### Excerpt to read
***
After CPOE deployment, daily chemotherapy orders were less likely to have improper dosing on orders (relative risk [RR], 0.26; 95% confidence interval [CI], 0.11-0.61), incorrect dosing calculations (RR, 0.09; 95% CI, 0.03-0.34), missing cumulative dose calculations (RR, 0.32; 95% CI, 0.14-0.77), and incomplete nursing checklists (RR, 0.51; 95% CI, 0.33-0.80). There was no difference in the likelihood of improper dosing on treatment plans and a higher likelihood of not matching medication orders to treatment plans (RR, 5.4; 95% CI, 3.1-9.5).

The risks to patients posed by potential errors in the pediatric chemotherapy process are multidimensional, owing to inherent toxicities of the sometimes experimental drugs used, complexities of the protocols followed, and clinical lability of the patients' disease processes. In addition, children, possibly owing to the additional need for individualized dosing based on weight and body surface area, are at higher risk for medication errors (approximately 3 times that of adults13) in general.7

For these reasons, the maxim primum non nocere14 mandates systematic error management in the pediatric chemotherapy process as an essential part of improving pediatric oncology outcomes.15 Such management includes an informed and iterative approach to (1) model the clinical process in which errors occur; (2) identify the errors, their mechanisms, probabilities of occurrence, and impacts; (3) modify the process to eliminate or reduce the errors; (4) evaluate the effect of modifications on the process (and outcomes); and (5) update clinical process models on the basis of evaluation data.16 Systematic error management is vital to good clinical care in complex processes (such as patient medication) and complex settings (such as hospitals).

Other proactive and reactive approaches to error management in pediatric chemotherapy include (manual) multidisciplinary check of order sets,17 integrated incident and error reporting,18 knowledge acquisition and computer-aided planning of therapy with decision support for individualized therapy,19 standardization of the terminology used,20 and education of caregivers,21 in addition to standard approaches such as root cause analysis22 (mandated by the Joint Commission on Accreditation of Healthcare Organizations for the investigation of sentinel events in accredited hospitals) of errors when they occur.
***
### Material supplied
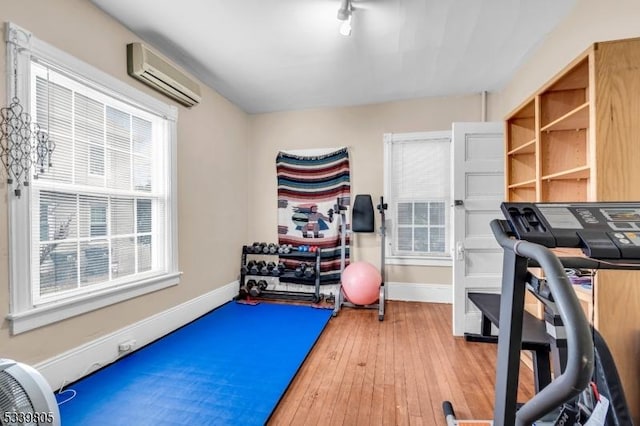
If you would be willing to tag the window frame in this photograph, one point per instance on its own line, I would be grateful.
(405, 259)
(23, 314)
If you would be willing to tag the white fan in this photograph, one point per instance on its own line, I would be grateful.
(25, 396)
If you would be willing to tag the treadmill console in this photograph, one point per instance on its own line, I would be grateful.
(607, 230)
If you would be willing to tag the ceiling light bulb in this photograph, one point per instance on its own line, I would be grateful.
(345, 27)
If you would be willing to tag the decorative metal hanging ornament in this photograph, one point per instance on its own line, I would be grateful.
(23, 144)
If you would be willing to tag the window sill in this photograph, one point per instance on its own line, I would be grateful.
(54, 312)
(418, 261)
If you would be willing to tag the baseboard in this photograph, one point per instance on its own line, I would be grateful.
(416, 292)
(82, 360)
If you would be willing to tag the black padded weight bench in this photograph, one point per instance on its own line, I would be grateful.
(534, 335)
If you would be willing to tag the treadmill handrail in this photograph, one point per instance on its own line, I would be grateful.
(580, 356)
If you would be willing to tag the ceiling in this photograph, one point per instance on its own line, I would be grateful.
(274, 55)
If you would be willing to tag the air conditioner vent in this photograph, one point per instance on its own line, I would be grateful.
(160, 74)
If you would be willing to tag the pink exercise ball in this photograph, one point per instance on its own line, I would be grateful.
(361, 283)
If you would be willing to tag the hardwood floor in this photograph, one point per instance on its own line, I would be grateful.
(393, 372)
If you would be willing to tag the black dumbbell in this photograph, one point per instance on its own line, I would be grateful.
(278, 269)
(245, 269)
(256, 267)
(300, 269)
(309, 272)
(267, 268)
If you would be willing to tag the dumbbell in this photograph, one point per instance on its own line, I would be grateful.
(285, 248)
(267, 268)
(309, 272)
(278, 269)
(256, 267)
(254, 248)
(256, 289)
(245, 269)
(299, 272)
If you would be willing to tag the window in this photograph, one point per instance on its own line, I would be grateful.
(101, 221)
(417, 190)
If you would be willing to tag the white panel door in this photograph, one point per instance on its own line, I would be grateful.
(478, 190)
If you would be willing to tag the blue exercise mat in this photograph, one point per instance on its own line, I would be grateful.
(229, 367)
***
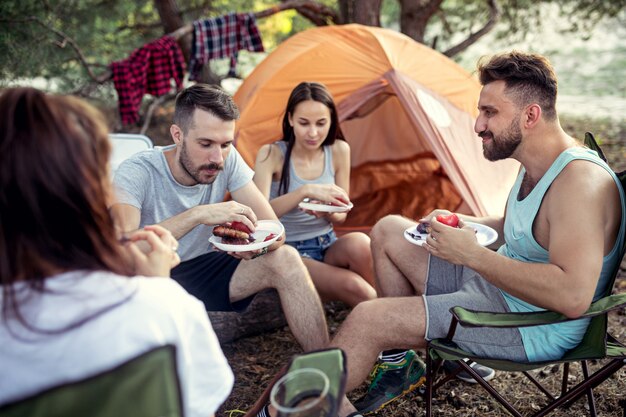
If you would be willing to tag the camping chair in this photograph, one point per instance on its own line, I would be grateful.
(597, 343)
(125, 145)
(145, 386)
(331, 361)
***
### Task goal
Reproduce the passage on pediatric chemotherapy errors word for word, from start to finish. Work only from the passage on pediatric chemotherapy errors.

### Your solution
After CPOE deployment, daily chemotherapy orders were less likely to have improper dosing on orders (relative risk [RR], 0.26; 95% confidence interval [CI], 0.11-0.61), incorrect dosing calculations (RR, 0.09; 95% CI, 0.03-0.34), missing cumulative dose calculations (RR, 0.32; 95% CI, 0.14-0.77), and incomplete nursing checklists (RR, 0.51; 95% CI, 0.33-0.80). There was no difference in the likelihood of improper dosing on treatment plans and a higher likelihood of not matching medication orders to treatment plans (RR, 5.4; 95% CI, 3.1-9.5).

The risks to patients posed by potential errors in the pediatric chemotherapy process are multidimensional, owing to inherent toxicities of the sometimes experimental drugs used, complexities of the protocols followed, and clinical lability of the patients' disease processes. In addition, children, possibly owing to the additional need for individualized dosing based on weight and body surface area, are at higher risk for medication errors (approximately 3 times that of adults13) in general.7

For these reasons, the maxim primum non nocere14 mandates systematic error management in the pediatric chemotherapy process as an essential part of improving pediatric oncology outcomes.15 Such management includes an informed and iterative approach to (1) model the clinical process in which errors occur; (2) identify the errors, their mechanisms, probabilities of occurrence, and impacts; (3) modify the process to eliminate or reduce the errors; (4) evaluate the effect of modifications on the process (and outcomes); and (5) update clinical process models on the basis of evaluation data.16 Systematic error management is vital to good clinical care in complex processes (such as patient medication) and complex settings (such as hospitals).

Other proactive and reactive approaches to error management in pediatric chemotherapy include (manual) multidisciplinary check of order sets,17 integrated incident and error reporting,18 knowledge acquisition and computer-aided planning of therapy with decision support for individualized therapy,19 standardization of the terminology used,20 and education of caregivers,21 in addition to standard approaches such as root cause analysis22 (mandated by the Joint Commission on Accreditation of Healthcare Organizations for the investigation of sentinel events in accredited hospitals) of errors when they occur.